— STATED EXERCISE —
Output the lines of the listing exactly as they stand, starting with the line containing "Return the outline of every instance of the wall-mounted" and going on through the line containing "102 193 L 102", with both of those lines included.

— GIVEN RECORDS —

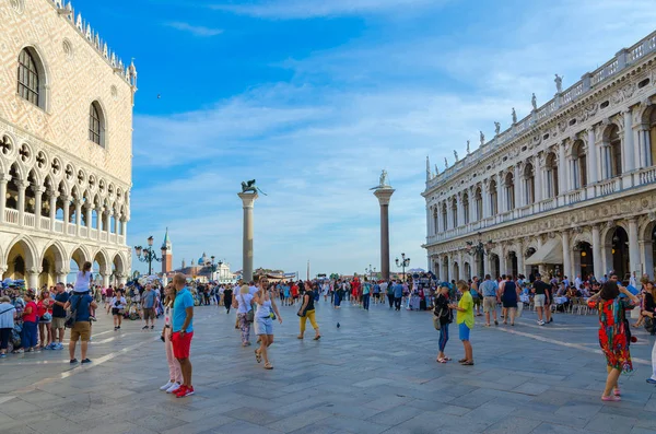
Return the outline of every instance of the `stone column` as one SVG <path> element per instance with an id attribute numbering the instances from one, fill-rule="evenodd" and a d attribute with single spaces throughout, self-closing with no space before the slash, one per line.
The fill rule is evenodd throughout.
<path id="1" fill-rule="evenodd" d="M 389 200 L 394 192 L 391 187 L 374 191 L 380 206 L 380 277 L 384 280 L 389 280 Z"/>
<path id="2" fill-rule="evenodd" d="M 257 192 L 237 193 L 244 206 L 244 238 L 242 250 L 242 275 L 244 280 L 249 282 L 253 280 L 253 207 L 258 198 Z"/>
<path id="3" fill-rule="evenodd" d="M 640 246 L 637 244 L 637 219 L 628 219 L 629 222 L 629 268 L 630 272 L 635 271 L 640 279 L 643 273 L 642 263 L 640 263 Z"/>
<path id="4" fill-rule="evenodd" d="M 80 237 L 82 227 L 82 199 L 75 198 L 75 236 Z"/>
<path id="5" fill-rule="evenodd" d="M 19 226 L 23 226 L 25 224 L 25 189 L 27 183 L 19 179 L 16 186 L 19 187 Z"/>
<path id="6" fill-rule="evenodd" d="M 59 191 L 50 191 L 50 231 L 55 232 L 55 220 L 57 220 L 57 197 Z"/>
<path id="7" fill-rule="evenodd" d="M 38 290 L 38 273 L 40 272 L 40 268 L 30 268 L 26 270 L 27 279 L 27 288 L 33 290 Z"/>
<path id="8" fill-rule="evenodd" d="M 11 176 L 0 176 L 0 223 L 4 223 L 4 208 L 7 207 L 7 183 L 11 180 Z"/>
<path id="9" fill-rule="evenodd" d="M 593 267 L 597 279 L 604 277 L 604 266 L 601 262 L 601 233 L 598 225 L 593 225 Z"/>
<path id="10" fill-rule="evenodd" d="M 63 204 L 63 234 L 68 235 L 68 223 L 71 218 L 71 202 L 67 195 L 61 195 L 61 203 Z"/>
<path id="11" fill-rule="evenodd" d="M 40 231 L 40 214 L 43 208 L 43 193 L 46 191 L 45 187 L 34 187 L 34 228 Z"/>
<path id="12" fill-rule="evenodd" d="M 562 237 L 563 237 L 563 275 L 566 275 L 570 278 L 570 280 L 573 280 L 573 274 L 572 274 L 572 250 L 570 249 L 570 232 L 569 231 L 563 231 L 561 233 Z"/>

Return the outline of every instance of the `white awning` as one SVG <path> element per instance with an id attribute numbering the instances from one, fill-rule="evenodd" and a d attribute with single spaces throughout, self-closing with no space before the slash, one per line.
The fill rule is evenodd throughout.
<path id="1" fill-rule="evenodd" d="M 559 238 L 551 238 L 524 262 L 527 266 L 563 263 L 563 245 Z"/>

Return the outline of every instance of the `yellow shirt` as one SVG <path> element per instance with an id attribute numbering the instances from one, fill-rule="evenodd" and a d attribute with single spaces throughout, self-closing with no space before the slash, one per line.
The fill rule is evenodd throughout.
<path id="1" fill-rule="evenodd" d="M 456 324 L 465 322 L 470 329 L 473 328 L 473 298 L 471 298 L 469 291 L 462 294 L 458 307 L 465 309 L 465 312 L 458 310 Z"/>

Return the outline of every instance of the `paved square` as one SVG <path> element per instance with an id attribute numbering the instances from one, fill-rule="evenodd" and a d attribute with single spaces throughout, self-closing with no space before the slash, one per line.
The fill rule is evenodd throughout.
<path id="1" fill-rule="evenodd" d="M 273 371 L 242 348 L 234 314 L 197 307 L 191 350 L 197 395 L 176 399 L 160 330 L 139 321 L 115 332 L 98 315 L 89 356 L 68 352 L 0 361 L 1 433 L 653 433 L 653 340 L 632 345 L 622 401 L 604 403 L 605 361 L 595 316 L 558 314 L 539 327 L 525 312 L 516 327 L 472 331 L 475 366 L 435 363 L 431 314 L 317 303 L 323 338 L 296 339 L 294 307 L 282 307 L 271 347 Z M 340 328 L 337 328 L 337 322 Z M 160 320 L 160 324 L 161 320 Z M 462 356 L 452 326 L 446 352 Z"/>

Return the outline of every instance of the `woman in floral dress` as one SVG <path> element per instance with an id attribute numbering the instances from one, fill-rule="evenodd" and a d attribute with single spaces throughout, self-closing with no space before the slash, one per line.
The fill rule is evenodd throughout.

---

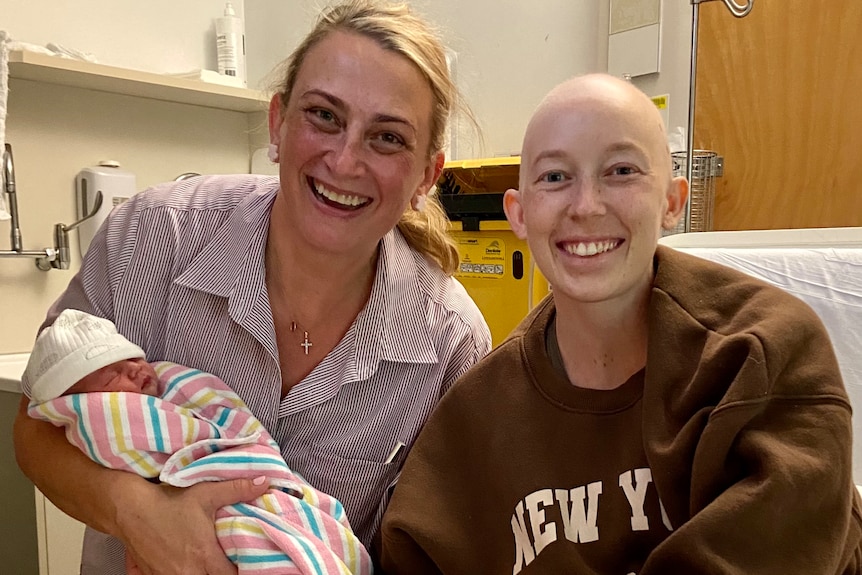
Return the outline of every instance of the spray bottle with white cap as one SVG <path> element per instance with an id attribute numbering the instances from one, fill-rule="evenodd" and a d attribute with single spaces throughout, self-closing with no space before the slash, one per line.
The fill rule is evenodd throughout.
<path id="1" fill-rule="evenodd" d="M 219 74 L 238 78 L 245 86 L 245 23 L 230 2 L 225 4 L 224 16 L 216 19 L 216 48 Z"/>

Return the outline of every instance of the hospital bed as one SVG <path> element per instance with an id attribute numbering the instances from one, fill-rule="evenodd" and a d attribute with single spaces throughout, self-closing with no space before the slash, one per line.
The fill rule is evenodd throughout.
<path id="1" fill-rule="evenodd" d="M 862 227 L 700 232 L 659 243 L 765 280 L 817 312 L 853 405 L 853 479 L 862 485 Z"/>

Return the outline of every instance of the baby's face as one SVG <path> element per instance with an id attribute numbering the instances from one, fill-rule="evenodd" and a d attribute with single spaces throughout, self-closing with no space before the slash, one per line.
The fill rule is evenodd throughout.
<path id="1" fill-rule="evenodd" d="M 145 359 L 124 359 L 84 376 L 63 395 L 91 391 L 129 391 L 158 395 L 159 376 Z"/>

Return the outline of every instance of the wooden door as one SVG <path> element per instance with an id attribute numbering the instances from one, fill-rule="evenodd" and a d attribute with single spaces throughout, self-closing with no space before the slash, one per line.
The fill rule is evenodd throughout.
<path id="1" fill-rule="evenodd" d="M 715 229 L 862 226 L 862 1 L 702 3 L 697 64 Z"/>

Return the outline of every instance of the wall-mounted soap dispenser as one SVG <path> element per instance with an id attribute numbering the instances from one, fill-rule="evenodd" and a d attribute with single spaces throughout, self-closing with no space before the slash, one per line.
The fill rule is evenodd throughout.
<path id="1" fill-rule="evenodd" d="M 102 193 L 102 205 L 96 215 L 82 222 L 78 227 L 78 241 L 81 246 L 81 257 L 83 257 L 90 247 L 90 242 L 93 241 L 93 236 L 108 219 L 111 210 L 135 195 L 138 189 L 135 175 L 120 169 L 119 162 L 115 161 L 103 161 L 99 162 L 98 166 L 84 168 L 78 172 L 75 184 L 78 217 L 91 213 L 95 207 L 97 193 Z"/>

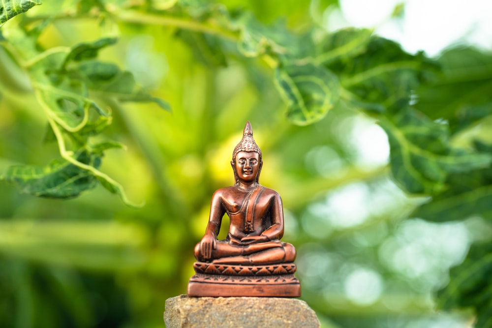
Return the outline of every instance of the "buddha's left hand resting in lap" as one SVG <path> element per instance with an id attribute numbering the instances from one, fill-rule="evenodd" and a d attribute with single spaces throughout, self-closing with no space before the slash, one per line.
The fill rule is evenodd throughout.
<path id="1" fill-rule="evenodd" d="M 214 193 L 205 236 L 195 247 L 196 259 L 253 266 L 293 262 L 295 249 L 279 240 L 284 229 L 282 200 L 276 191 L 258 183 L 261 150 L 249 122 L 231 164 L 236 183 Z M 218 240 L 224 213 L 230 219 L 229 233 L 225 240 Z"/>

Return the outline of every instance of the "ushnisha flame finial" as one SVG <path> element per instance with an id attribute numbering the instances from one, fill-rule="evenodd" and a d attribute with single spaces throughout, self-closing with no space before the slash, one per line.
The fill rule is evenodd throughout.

— TASK RESPONSE —
Return the outline of every instance of the wall-mounted soap dispenser as one SVG <path> element per instance with an id attribute numbering the instances from one, fill-rule="evenodd" and a d attribute with single spaces throughout, self-closing with no space before the slash, one per line.
The fill rule is evenodd throughout.
<path id="1" fill-rule="evenodd" d="M 102 193 L 102 205 L 96 215 L 82 222 L 78 227 L 78 241 L 81 246 L 81 257 L 83 257 L 90 247 L 90 242 L 93 241 L 93 236 L 108 219 L 111 210 L 135 195 L 138 189 L 135 175 L 120 169 L 119 162 L 115 161 L 103 161 L 99 162 L 98 166 L 84 168 L 78 172 L 75 184 L 78 217 L 91 213 L 95 207 L 97 193 Z"/>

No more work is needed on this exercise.